■ GOALS:
1. Answer these from the essay on likes and comments below:
(a) How many likes did the writer's post of a picture of themself get?
(b) Which friend says happy birthday to the writer every time he sees the writer?
(c) What kind of salesman is Willy Loman, according to the essay?
2. List every character from Death of a Salesman named in the essay on likes and comments below.

■ EXTRACT:
--- start ---
Of Likes and Comments

Some people like and don’t comment and some people comment and don’t like. Some people don’t like to like, think it’s somehow a lame effort or no effort and therefore stupid.  I don’t like that.  I like things all of the time.  I like it when people like.  I like it when people comment, unless they make a comment I don’t like.  And then I don’t like but sometimes I comment because it’s hard to keep my proverbial mouth shut.

I don’t like it when I’m writing and someone’s looking over my shoulder.  It’s odd, sometimes, what people don’t like.  I recently read someone venting about generic birthday wishes, as if it would be better to say nothing than to say, simply, happy birthday; probably these are the  same people who think it’s lazy to like without comment. It seems to me that a birthday wish is a birthday wish, a like is a like, and sometimes the simplest thing is often the simplest and therefore the best.  Granted, it takes more effort to type the words “happy birthday” than it takes to point and click on the like button.  I’m not saying that they’re equal gestures.  I’d rather have someone say happy birthday to me, like my friend Curtis does every time he sees me, than to simply like a post of mine.  But I got 80 plus likes once on a post I made of a stupid picture of me, and that made me feel good; it made me feel liked, more liked, perhaps, than would a single birthday wish.  In Death of a Salesman, Willy and Biff Loman’s lines  have so much more meaning now than they did in the 1940’s, that Charlie and Bernard are both liked–but they’re not well-liked, and somehow that’s a problem.  After I posted that photo, I felt well-liked.  If only Willy Loman had Facebook.

I wonder how I would have felt had no one liked my photo.  I’d feel, perhaps, like Willy and Biff think Charlie and Bernard feel, but of course, they’re wrong about how Charlie and Bernard feel, and maybe I’d be wrong–Willy’s biggest problem is that he puts too much stock in whether or not people like him and that sends him into a psychological tailspin: he believes he is well-liked–and he might be–but he’s a terrible salesman and no one’s buying his shit. So he fails.  Charlie is shrewd and wise and Bernard is a hard working nerd, neither of them liked too terribly much, both of them successful.
--- end ---
■ DATA LINES:
--- start ---
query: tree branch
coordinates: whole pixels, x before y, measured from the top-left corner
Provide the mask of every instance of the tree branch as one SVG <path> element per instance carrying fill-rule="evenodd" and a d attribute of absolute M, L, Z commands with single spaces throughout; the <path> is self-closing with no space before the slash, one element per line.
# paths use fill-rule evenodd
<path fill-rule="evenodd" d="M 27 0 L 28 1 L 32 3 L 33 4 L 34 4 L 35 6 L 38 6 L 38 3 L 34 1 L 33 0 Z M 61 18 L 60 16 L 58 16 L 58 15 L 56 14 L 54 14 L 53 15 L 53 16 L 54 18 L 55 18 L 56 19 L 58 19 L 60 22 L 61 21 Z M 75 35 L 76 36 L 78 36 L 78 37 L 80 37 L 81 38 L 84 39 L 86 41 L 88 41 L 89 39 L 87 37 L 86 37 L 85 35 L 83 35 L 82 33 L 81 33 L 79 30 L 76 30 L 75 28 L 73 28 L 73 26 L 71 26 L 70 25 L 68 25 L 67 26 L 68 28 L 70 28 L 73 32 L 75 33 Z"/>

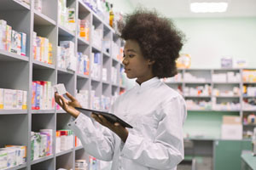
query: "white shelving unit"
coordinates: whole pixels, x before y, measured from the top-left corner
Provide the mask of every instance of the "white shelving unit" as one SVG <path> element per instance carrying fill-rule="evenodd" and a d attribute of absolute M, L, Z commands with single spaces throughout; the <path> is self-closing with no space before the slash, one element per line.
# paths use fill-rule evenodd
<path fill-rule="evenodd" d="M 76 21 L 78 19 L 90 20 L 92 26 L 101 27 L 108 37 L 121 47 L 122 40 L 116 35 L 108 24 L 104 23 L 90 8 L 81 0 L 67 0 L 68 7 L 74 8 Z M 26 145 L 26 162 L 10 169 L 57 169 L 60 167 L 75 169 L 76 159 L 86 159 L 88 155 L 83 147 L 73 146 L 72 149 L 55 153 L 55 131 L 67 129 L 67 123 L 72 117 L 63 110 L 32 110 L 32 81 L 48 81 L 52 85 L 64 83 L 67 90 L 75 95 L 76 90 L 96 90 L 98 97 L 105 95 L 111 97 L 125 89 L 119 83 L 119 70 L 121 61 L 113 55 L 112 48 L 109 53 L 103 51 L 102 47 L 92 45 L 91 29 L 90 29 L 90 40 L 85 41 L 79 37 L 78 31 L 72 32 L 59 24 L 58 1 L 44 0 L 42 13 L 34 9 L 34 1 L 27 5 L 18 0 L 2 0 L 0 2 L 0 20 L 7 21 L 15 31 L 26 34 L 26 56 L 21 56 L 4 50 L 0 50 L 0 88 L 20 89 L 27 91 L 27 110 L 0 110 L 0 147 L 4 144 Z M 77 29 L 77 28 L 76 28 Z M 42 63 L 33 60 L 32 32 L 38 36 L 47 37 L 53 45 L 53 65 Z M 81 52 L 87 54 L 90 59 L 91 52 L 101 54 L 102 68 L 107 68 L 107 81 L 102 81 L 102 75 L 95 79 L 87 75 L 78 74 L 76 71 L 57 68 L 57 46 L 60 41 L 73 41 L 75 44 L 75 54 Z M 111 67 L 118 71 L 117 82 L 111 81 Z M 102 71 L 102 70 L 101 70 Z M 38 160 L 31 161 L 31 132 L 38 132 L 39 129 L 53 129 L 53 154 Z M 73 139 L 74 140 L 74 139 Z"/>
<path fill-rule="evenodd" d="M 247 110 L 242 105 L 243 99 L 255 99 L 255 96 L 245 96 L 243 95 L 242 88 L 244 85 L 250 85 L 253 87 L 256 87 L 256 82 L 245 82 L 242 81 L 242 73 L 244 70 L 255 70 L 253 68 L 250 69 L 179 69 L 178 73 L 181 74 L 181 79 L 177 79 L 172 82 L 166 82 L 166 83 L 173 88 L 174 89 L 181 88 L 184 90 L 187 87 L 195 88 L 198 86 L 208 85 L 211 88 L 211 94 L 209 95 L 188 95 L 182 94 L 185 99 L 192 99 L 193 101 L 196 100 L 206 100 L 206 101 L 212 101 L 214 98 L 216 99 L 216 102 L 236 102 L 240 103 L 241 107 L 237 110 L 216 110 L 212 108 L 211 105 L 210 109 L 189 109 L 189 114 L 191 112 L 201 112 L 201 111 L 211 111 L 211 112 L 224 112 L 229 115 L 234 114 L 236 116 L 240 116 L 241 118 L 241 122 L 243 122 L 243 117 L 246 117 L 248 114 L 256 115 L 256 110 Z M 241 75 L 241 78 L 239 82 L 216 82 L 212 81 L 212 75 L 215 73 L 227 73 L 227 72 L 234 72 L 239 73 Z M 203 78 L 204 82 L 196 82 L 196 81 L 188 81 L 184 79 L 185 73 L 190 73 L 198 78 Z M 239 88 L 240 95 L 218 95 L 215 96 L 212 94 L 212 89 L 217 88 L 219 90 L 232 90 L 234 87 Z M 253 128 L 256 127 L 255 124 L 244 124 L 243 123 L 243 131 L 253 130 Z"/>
--- end ---
■ EXERCISE RESULTS:
1.
(a) 80 plus likes.
(b) Curtis.
(c) A terrible salesman.

2.
Willy Loman
Biff Loman
Charlie
Bernard